"""
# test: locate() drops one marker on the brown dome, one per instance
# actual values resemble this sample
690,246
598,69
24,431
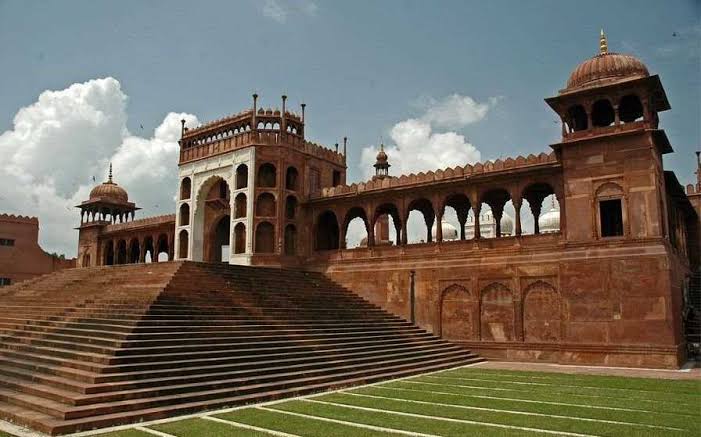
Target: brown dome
109,191
605,69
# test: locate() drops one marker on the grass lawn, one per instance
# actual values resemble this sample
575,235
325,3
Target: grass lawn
468,401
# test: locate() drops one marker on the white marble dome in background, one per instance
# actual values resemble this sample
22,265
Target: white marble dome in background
450,232
550,221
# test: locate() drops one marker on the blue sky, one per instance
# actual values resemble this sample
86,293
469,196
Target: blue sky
361,66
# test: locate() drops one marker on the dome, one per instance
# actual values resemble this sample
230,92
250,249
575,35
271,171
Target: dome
605,69
450,232
550,221
109,191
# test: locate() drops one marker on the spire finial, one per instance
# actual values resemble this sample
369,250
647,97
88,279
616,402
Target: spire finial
603,44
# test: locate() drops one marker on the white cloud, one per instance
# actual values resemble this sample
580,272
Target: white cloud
280,10
57,145
417,147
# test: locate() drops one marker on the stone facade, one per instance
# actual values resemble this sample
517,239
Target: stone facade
21,257
606,288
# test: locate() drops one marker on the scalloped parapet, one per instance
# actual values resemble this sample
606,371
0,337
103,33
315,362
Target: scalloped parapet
441,175
19,219
146,222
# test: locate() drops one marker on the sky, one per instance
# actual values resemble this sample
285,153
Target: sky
441,83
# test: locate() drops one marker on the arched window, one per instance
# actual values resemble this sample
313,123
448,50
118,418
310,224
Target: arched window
602,113
240,238
241,176
265,205
185,188
240,206
630,109
265,238
577,118
292,179
267,174
290,207
327,233
183,241
290,240
184,214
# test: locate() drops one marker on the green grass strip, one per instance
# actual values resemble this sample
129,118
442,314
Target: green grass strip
500,417
297,425
680,386
576,413
566,389
203,427
406,423
526,393
125,433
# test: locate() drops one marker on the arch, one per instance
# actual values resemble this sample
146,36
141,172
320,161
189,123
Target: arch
184,214
240,238
292,179
391,210
355,212
183,242
630,109
290,240
459,314
602,113
542,312
326,232
265,205
109,253
577,118
185,188
134,251
240,205
241,177
265,238
267,175
121,252
425,207
290,207
497,313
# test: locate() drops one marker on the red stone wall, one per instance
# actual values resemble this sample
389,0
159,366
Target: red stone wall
615,304
26,259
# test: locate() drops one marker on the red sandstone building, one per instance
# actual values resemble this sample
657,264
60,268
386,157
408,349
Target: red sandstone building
21,257
604,286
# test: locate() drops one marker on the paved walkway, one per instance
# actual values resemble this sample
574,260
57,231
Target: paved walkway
685,373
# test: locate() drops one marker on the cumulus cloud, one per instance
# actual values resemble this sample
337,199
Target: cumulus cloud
280,10
418,147
67,137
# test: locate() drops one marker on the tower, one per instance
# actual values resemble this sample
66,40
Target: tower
612,147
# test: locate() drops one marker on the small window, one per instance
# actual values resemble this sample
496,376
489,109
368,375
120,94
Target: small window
611,214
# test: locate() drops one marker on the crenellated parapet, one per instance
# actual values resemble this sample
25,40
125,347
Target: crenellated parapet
448,174
19,219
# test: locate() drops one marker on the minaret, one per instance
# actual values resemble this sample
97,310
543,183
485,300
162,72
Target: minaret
381,164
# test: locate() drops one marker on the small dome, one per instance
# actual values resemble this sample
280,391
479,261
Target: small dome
550,221
605,69
450,232
109,191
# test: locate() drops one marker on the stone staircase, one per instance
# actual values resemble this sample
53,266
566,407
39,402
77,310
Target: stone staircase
89,348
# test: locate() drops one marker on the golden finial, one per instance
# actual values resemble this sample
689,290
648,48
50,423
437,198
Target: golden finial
603,44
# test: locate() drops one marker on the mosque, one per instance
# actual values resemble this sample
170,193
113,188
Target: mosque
598,280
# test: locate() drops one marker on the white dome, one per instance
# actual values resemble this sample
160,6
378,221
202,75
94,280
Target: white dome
550,221
450,232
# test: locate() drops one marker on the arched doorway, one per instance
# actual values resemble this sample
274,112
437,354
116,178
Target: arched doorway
219,240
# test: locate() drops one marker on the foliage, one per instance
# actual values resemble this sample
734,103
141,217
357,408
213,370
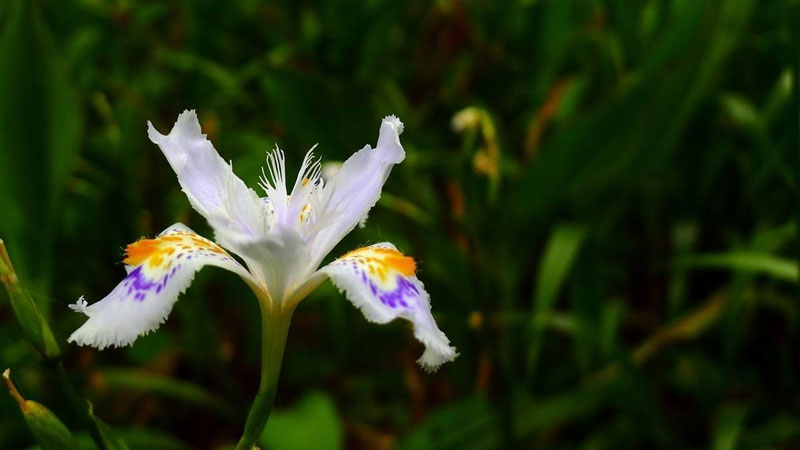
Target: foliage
601,195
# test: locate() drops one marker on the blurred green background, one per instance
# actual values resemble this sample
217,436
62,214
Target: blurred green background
601,195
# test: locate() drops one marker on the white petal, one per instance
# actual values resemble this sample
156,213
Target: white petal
158,271
280,259
208,181
348,196
380,281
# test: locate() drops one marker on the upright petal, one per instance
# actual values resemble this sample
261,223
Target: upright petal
380,281
208,181
279,259
346,199
159,270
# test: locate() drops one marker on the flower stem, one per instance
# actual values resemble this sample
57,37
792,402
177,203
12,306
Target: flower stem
274,329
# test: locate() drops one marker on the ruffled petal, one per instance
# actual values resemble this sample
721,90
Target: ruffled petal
380,281
344,201
209,182
159,270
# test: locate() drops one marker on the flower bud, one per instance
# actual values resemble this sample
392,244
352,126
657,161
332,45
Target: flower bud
34,327
47,429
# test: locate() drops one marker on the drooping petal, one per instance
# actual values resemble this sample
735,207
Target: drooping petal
346,199
208,181
381,282
159,270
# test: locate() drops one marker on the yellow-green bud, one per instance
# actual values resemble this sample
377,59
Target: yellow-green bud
48,431
34,327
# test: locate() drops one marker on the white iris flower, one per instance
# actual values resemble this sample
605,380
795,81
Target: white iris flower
281,238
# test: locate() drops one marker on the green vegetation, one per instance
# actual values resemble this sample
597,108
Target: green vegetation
602,197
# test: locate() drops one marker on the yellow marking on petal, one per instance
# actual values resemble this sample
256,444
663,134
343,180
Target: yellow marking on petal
139,251
379,261
155,252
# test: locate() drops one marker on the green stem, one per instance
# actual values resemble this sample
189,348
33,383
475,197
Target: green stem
274,329
79,406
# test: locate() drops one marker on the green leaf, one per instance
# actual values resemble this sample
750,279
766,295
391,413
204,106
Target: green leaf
186,392
40,128
558,258
728,427
111,439
312,423
743,261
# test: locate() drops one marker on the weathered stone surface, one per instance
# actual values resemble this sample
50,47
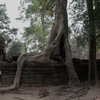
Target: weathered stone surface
44,74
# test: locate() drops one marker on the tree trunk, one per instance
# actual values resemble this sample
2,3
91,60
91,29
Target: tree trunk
92,42
57,45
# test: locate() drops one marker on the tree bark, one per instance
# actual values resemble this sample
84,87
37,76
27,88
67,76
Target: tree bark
57,43
92,42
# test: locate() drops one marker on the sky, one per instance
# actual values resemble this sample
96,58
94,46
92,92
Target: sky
13,13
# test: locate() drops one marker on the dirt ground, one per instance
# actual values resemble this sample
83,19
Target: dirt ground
62,92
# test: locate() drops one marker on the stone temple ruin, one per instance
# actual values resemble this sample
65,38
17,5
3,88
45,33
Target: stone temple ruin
40,74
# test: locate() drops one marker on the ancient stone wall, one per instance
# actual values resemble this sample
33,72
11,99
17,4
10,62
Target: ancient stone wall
45,74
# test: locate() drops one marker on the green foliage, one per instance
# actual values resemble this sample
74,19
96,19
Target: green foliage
16,48
40,13
81,23
5,31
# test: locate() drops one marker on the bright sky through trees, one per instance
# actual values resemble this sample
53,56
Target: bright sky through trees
13,13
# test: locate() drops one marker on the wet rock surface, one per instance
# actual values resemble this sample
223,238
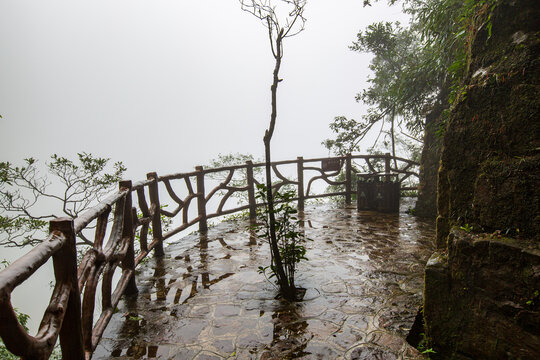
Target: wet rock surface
205,300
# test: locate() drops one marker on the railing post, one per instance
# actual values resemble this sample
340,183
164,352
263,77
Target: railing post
348,181
65,270
300,169
128,262
201,201
251,192
387,167
155,212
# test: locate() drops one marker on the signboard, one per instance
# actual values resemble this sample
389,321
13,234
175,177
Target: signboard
331,164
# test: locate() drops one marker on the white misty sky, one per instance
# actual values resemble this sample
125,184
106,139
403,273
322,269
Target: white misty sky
166,85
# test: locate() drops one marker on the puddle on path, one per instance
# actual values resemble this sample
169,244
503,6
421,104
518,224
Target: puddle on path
205,299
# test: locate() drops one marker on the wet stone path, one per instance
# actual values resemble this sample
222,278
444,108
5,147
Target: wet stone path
205,299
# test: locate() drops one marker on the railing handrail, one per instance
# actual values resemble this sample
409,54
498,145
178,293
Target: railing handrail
71,318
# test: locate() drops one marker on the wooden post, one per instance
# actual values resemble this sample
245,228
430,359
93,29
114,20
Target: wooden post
251,192
201,201
300,169
387,166
65,271
155,211
128,262
348,181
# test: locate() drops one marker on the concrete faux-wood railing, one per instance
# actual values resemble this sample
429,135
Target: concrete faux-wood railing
71,309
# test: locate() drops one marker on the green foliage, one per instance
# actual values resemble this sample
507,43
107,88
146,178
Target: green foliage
290,239
23,320
78,185
414,68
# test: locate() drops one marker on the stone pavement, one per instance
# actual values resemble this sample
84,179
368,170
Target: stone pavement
205,299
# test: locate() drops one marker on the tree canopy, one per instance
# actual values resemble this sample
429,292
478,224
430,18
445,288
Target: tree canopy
413,68
70,188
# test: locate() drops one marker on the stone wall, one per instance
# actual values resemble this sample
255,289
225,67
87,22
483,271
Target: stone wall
482,289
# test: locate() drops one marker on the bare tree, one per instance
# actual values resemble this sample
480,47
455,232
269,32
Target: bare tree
77,186
283,19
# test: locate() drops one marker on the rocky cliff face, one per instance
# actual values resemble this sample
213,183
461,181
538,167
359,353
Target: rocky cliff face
482,289
426,205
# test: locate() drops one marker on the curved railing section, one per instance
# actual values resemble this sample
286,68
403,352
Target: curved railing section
136,230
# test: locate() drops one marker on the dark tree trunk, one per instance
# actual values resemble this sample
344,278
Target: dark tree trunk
287,290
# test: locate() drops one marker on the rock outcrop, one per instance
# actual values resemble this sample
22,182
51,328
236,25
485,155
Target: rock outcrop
482,289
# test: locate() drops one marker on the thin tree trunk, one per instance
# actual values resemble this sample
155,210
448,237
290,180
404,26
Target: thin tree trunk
393,137
287,289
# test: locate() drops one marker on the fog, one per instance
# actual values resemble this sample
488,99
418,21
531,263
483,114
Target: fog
167,85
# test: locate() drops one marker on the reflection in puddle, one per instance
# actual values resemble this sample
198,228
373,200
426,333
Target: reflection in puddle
205,299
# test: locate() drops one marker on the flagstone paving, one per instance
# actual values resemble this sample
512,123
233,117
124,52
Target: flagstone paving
"""
◆ Required action: Check every line above for the string "flagstone" and copy those that have it.

◆ Answer below:
# test: locate() drops one marker on the flagstone paving, one per instance
Target: flagstone paving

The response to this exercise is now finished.